**GIVEN DATA**
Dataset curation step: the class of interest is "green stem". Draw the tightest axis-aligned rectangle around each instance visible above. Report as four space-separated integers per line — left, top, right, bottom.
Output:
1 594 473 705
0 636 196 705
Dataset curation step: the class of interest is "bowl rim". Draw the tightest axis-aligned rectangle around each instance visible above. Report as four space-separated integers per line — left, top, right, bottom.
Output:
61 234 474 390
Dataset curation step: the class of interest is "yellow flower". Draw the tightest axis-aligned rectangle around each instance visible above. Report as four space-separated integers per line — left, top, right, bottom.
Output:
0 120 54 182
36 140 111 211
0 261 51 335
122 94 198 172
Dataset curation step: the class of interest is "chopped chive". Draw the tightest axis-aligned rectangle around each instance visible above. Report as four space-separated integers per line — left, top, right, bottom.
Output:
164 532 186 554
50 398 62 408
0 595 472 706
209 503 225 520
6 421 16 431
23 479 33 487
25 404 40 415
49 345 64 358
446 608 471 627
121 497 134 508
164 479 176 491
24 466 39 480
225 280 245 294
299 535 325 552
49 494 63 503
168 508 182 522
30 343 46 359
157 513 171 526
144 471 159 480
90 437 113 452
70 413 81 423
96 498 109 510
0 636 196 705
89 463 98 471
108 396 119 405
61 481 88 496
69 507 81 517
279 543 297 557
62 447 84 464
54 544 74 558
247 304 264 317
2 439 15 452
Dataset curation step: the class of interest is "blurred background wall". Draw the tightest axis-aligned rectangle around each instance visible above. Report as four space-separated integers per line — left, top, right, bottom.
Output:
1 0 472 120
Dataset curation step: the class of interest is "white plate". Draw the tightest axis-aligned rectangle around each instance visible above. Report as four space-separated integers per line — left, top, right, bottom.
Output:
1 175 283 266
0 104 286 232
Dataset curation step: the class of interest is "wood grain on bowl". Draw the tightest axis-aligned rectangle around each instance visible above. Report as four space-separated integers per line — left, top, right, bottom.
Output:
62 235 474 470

**ASSIGNED TASK**
Print the material verbatim, all of it.

**RESPONSE TO THE EXERCISE**
Dataset curation step: the class of interest is "green stem". Draw the tightest axis-aligned rectangle around each instance visible above. Report as four space-separated integers per line — left, top, right, bottom.
Output:
1 594 473 705
0 636 196 705
Dataset curation step: the class of interest is "bowl rim". Draw the tightest axis-aligned rectangle around each instance visible above. Report as four space-separated integers per line — left, top, right, bottom.
Output:
61 234 474 390
Dataset curation step: the class of interest is "yellow flower". Draw the tightest axis-aligned rectangle around each instance visible above. Report as four space-separated integers per line — left, top, right, bottom.
Output:
0 120 54 182
36 140 111 211
0 261 51 335
122 94 198 172
Dataset curation step: the class of interest is "chopped chive". Draw the tightest axis-aligned rectangle around each instance visible above. Report as four space-separated integers per line — left, top, right, bottom.
Output:
164 532 186 554
50 398 62 408
0 595 472 706
209 503 225 520
6 421 16 431
23 479 33 487
25 404 40 415
49 345 64 358
446 608 471 627
121 497 134 508
164 479 176 491
24 466 39 480
225 280 245 294
299 535 325 552
49 494 63 503
168 508 182 522
30 343 46 359
157 513 171 526
144 471 159 480
90 437 113 452
70 413 81 423
96 498 109 510
0 636 196 705
89 463 98 471
108 396 119 405
61 481 88 496
69 507 81 517
279 543 297 557
62 447 84 464
54 544 74 558
247 304 264 317
2 439 15 452
Dataset curation step: the class of interest is "blurred background wall". Draw the tightest axis-aligned rectangle around each instance visible above. Report as four space-separated integers per line — left, top, right, bottom.
Output:
1 0 472 120
Dataset curation step: the class of interest is "white plate". Draw the tightest axis-aligned rectangle around each instance visible above. Report as four space-separated integers per line — left, top, right, bottom.
Output:
1 175 283 266
0 104 286 232
Dataset curation step: the class of interest is "wood grain on bowl". Draw the tightest axis-aligned rectangle around each instance visible above. Report as four space-separated integers per line — left, top, right, bottom.
Output:
62 235 474 470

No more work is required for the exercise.